§ Getoonde tekst
● ● ● ● ●

Senternovem

11-03-2010 | Taskforce onderzoekt businesscase Windenergie op zee

Aad Veenman: Nederland moet goed beslagen ten ijs komen

De ruimte voor windmolens op het Nederlandse land is beperkt. Om toch voldoende duurzame energie op te kunnen wekken kunnen windmolenparken in zee uitkomst bieden. Nederland heeft zichzelf ten doel gesteld om in 2020 windturbines met een totaal vermogen van 6.000 Megawatt op zee gerealiseerd te hebben. Bij een vermogen van 3 megawatt per turbine (de huidige standaard) gaat het dan om 2.000 turbines.

Offshore windenergie is een betrekkelijk jonge markt met veel onzekerheden; niet vreemd, want er is nog weinig ervaring opgedaan met deze techniek. De realisatie van 6.000 Megawatt is dan ook geen sinecure. Temeer daar de inzet van een groot aantal partijen noodzakelijk is: projectontwikkelaars, energiebedrijven, offshore-bouwers, turbinefabrikanten, leveranciers van elektrische infrastructuur en financiële instellingen. Om de doelstelling voor 2020 te halen zal de planning van al deze partijen bijvoorbeeld naadloos op elkaar aan moeten sluiten; een complexe businesscase.

Opdracht taskforce Windenergie op zee
Om inzicht te krijgen in de voor het behalen van de doelstelling noodzakelijke aanpak, mogelijke belemmeringen en oplossingen daarvoor, heeft minister Van der Hoeven (EZ) medio vorig jaar de 'taskforce Windenergie op zee' ingesteld. Aad Veenman, voormalig topman van de NS, kreeg als voorzitter van deze taskforce de ruime opdracht mee de minster te adviseren over de businesscase en tevens advies aan haar uit te brengen over de manier waarop bedrijfsleven en overheid optimaal kunnen samenwerken. Begin januari vond de tussenrapportage plaats en in april dit jaar verwacht Veenman de minister een definitief advies te kunnen doen toekomen.

● ● ● ● ●

§ Te doen
1. Welke partijen moeten zich volgens het bericht over de taskforce Windenergie op zee inzetten om de 6.000 Megawatt te realiseren? Noem ze allemaal.
2. Beantwoord de volgende vragen op basis van het bericht over de taskforce Windenergie op zee.
(a) Welk totaal vermogen aan windturbines op zee wil Nederland in 2020 gerealiseerd hebben?
(b) Wie heeft de taskforce Windenergie op zee ingesteld?
(c) Wanneer verwacht Veenman de minister een definitief advies te kunnen geven?
3. Schrijf het bericht over de taskforce Windenergie op zee verder, aansluitend op de laatste zin.

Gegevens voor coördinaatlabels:
● ● ● ● ●

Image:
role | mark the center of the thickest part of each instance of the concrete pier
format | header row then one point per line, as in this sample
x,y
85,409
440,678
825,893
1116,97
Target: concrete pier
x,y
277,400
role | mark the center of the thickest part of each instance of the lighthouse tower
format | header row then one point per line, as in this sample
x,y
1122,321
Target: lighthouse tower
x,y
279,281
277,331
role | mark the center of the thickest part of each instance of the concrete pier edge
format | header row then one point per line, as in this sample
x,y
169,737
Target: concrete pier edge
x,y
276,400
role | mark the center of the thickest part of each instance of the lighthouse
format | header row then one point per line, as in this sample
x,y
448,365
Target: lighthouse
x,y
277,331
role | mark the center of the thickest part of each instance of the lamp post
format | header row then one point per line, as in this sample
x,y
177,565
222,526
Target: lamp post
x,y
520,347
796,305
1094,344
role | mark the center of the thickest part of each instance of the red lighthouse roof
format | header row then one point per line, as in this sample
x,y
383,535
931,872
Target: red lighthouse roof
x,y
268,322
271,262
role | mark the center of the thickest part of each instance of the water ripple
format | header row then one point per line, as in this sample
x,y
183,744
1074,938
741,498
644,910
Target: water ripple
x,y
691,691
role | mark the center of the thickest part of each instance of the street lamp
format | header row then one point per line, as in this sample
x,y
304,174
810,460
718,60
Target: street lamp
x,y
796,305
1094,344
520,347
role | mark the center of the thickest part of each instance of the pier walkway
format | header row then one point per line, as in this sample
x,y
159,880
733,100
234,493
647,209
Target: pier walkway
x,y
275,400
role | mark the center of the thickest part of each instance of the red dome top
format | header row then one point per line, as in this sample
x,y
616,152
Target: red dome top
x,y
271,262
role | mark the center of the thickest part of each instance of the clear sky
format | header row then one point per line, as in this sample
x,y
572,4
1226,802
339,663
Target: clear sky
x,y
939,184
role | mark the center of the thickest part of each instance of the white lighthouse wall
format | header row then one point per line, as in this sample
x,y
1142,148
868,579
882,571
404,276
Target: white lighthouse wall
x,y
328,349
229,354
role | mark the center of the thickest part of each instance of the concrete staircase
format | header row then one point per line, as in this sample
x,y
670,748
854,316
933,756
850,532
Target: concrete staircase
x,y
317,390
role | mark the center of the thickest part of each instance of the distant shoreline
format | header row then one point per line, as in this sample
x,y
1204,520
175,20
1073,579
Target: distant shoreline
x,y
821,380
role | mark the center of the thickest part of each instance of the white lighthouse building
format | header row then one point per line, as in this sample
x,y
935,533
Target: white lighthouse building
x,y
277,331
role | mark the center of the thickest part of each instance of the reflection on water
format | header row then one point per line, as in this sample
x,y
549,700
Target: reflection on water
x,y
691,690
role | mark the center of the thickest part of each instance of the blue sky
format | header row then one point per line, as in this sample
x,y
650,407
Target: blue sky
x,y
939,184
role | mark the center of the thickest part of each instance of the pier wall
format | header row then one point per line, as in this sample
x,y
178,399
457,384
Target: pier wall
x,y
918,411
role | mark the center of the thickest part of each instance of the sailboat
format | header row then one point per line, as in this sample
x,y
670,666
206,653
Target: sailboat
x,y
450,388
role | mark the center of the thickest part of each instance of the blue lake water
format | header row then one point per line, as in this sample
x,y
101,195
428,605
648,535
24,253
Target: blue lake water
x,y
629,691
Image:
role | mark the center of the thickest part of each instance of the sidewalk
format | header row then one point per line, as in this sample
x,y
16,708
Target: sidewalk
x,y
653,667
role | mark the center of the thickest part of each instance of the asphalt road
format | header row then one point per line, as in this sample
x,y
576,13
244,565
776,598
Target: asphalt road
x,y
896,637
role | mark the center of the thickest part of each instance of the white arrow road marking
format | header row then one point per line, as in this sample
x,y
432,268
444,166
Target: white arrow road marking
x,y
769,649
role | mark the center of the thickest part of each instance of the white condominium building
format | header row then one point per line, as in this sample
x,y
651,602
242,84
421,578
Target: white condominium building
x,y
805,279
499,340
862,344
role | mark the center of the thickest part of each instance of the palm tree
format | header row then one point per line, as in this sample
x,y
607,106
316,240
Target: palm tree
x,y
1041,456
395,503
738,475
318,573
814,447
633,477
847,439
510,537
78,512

● ● ● ● ●

§ Antwoorden
1. Projectontwikkelaars, energiebedrijven, offshore-bouwers, turbinefabrikanten, leveranciers van elektrische infrastructuur en financiële instellingen.

2.
(a) 6.000 Megawatt.
(b) Minister Van der Hoeven (EZ).
(c) In april dit jaar.

3.
Internationale context van groot belang
Hoewel hij niet vooruit wil lopen op het uit te brengen advies, geeft Veenman al wel aan dat het verkrijgen van vergunningen en het ingekleurd krijgen van het financiële plaatje voor de benodigde investeringen, belangrijke thema's zijn. "Het is daarbij van groot belang de internationale context heel helder in het oog te houden, want de vraag is: is het voor internationale investeerders - zij zullen een belangrijke rol moeten spelen - interessant om in Nederland in wind op zee te investeren. Dat betekent dus ook dat je de vraag moet stellen hoe het Nederlandse stelsel van subsidieverstrekking of bijdrageverstrekking werkt ten opzichte van andere landen. Kunnen we ons daarin zodanig onderscheiden dat we aantrekkelijk zijn voor internationale partijen?"

Vissen in dezelfde vijver
Belangstelling van marktpartijen voor windenergie op zee is er zeker, zegt Veenman. "Daarvoor hoef je bij wijze van spreken de krant maar open te slaan. Maar we zijn niet het enige land doelstellingen heeft op het gebied van windenergie op zee. In Duitsland gebeurt momenteel heel veel en ook in Engeland zit het tempo er flink in. Veel landen willen in 2020 of daaromtrent belangrijke stappen hebben gezet. Dat betekent dus dat we allemaal in dezelfde vijver aan het vissen zijn als het gaat om de middelen en mogelijkheden die er zijn. Ik hoop daarom dat we er als taskforce aan kunnen bijdragen dat Nederland goed beslagen ten ijs komt en we mijlen kunnen maken bij de realisatie van windenergie op zee."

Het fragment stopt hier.